## WHAT IS NEEDED
The word "correct" marks the lines you need; copy each of them from the data.

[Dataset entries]
↓↓↓
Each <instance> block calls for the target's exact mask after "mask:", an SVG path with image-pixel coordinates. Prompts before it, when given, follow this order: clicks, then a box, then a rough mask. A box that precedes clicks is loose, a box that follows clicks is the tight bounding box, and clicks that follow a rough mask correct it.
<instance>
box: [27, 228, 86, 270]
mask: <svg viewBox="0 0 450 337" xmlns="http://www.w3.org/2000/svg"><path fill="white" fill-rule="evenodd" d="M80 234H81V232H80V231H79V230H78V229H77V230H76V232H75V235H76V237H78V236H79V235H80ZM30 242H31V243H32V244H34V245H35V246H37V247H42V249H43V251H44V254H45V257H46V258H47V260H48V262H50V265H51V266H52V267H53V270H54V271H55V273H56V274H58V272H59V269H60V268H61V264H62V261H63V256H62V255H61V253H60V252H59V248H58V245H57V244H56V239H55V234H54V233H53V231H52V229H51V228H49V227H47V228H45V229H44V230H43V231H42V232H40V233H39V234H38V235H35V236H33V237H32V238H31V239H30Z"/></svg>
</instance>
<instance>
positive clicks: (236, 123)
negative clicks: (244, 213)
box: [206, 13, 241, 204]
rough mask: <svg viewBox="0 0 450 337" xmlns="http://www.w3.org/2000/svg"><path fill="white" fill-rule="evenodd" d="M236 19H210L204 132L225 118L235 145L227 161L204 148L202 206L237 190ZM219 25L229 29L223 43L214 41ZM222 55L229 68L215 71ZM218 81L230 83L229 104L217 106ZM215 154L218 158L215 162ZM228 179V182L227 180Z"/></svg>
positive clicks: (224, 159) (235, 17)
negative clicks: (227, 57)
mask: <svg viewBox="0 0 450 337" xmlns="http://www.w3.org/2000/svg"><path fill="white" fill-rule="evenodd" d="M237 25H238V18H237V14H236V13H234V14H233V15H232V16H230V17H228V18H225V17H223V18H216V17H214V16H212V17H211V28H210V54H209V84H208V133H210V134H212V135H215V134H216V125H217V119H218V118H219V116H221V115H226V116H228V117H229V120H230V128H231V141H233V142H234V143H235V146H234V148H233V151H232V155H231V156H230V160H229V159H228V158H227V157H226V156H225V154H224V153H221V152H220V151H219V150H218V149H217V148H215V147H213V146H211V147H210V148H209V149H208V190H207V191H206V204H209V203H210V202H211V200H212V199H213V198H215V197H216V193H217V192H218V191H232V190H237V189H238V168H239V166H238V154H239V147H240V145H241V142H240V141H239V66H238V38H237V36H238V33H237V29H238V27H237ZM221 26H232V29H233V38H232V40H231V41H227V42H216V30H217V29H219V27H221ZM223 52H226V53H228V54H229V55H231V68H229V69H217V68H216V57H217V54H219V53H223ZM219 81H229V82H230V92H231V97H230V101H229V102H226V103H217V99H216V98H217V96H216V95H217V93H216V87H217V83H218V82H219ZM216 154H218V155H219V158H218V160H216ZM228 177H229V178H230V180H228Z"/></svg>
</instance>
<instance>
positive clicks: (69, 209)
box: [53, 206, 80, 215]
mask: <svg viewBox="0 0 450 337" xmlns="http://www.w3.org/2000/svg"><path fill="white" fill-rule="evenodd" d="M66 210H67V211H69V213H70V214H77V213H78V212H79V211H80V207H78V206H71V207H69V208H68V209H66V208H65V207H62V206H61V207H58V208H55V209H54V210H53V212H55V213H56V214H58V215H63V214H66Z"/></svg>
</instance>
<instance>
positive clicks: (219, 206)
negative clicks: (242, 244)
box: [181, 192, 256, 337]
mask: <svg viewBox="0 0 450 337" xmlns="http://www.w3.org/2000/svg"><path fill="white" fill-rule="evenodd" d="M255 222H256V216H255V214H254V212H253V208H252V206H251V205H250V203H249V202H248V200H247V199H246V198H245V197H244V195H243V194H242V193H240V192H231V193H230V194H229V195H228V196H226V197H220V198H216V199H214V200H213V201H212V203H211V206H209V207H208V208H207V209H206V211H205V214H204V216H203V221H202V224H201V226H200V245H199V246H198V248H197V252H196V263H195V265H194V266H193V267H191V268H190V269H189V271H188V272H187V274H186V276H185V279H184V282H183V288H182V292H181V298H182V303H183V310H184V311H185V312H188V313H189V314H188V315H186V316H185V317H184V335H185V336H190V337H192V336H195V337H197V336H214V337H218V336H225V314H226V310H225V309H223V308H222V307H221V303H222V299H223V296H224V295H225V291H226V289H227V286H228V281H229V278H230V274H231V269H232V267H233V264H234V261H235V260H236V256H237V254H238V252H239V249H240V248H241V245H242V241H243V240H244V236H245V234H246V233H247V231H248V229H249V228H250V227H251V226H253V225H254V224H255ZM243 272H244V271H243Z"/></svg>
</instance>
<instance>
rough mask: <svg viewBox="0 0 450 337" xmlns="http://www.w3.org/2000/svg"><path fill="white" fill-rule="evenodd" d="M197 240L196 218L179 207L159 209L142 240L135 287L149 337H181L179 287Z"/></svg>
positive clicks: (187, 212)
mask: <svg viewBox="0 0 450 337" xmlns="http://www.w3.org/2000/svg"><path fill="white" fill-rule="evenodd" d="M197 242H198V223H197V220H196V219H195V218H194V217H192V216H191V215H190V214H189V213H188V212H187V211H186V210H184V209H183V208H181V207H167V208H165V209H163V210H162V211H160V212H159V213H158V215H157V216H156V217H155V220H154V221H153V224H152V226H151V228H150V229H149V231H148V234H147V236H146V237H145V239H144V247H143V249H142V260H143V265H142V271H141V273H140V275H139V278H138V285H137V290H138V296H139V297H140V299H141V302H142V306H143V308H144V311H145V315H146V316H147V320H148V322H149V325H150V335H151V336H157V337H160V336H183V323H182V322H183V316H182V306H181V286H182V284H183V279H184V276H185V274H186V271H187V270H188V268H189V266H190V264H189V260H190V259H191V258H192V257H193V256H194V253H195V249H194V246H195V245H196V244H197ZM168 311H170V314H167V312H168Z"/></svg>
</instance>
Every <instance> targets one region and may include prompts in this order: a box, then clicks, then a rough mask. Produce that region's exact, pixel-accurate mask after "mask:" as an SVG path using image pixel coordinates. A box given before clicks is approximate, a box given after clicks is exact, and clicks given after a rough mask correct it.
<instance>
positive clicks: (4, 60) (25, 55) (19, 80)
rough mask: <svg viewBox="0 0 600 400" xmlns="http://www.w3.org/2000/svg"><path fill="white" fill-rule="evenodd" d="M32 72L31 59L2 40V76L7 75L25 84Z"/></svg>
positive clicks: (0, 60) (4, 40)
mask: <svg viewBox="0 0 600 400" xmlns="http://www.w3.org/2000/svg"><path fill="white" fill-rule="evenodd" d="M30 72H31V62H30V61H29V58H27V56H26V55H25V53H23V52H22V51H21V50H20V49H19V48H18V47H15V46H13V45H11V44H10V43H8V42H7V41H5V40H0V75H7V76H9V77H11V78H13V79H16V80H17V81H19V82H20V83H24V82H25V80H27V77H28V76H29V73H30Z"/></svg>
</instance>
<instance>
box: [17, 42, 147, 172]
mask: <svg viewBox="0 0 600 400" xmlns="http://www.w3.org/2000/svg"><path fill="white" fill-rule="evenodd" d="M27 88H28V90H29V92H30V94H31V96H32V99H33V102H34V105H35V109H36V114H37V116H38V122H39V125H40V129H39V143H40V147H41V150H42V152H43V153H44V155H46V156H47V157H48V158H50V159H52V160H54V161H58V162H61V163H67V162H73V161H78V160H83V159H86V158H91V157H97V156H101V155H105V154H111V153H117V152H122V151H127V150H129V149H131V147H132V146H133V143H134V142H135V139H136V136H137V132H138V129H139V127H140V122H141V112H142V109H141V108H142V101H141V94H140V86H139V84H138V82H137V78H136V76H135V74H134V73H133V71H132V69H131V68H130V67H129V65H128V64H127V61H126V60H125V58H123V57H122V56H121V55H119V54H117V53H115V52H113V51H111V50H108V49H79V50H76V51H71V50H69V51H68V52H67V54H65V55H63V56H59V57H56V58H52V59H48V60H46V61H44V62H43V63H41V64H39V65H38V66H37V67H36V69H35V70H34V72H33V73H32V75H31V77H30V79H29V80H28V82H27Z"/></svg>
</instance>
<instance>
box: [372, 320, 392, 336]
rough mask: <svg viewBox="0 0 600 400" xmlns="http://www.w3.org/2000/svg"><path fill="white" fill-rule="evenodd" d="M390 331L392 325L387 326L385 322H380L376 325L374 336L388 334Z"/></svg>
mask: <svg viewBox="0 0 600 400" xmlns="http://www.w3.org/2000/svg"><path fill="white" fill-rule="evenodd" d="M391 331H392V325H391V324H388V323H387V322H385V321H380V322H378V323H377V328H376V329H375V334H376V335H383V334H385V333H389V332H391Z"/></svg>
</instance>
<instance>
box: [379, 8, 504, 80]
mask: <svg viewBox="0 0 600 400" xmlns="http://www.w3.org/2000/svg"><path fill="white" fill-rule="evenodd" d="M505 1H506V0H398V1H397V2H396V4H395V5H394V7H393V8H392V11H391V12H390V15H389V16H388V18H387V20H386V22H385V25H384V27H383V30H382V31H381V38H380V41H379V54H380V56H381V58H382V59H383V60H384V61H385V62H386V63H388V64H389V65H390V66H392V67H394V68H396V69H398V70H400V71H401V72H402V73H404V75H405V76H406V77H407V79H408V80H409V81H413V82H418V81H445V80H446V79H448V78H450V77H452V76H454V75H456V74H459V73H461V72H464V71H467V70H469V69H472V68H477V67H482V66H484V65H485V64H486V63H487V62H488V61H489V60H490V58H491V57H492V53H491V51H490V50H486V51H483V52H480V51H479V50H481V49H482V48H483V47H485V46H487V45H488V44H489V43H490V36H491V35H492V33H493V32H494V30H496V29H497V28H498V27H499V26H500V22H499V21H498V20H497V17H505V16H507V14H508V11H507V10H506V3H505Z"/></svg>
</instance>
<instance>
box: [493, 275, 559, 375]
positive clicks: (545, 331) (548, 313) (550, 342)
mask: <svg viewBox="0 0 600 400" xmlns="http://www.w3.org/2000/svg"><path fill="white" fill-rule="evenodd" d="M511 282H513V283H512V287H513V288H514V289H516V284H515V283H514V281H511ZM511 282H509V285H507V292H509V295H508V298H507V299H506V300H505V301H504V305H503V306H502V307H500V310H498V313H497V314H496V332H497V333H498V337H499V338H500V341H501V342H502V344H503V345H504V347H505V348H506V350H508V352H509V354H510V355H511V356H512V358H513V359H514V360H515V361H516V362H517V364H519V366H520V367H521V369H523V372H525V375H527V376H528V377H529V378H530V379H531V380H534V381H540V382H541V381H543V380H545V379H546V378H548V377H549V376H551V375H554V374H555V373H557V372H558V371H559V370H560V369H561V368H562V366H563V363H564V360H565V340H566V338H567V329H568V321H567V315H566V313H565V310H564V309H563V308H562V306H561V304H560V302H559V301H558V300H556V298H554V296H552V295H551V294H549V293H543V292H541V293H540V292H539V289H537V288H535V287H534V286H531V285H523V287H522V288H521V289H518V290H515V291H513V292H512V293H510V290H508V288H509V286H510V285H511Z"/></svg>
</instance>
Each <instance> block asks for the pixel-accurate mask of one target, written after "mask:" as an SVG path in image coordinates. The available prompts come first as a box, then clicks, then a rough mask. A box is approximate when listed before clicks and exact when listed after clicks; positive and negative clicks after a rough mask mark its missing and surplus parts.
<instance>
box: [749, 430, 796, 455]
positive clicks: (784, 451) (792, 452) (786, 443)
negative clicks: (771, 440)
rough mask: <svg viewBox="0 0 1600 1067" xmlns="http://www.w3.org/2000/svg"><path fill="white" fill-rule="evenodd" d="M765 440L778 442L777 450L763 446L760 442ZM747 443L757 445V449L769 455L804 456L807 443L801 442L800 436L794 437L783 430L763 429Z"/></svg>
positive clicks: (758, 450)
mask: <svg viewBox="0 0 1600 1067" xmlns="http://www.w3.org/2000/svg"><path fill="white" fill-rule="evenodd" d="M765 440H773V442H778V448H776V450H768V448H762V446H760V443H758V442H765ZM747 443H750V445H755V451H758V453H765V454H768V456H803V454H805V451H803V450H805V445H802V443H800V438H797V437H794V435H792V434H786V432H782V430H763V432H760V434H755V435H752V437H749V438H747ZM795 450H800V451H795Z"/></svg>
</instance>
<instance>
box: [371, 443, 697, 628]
↑↑↑
## OUTPUT BELOW
Each <instance> block calls for the target's exact mask after "mask:", an SVG path with image-pixel coordinates. Prompts before it, when given, follow this order: clicks, then a box, then a rough mask. A box that precedes clicks is loose, a box that follows clicks is the tight bounding box, and clicks that follow a rough mask correct it.
Every <instance> targets one region and may include prompts in this order: a box, then clicks, then a rough mask. Produce that region's exact, pixel-accurate mask after "mask:" as an SVG path using image pixel coordinates. A box given before clicks is approximate, a box given after clicks is exact, and clicks given after a rough mask correct it.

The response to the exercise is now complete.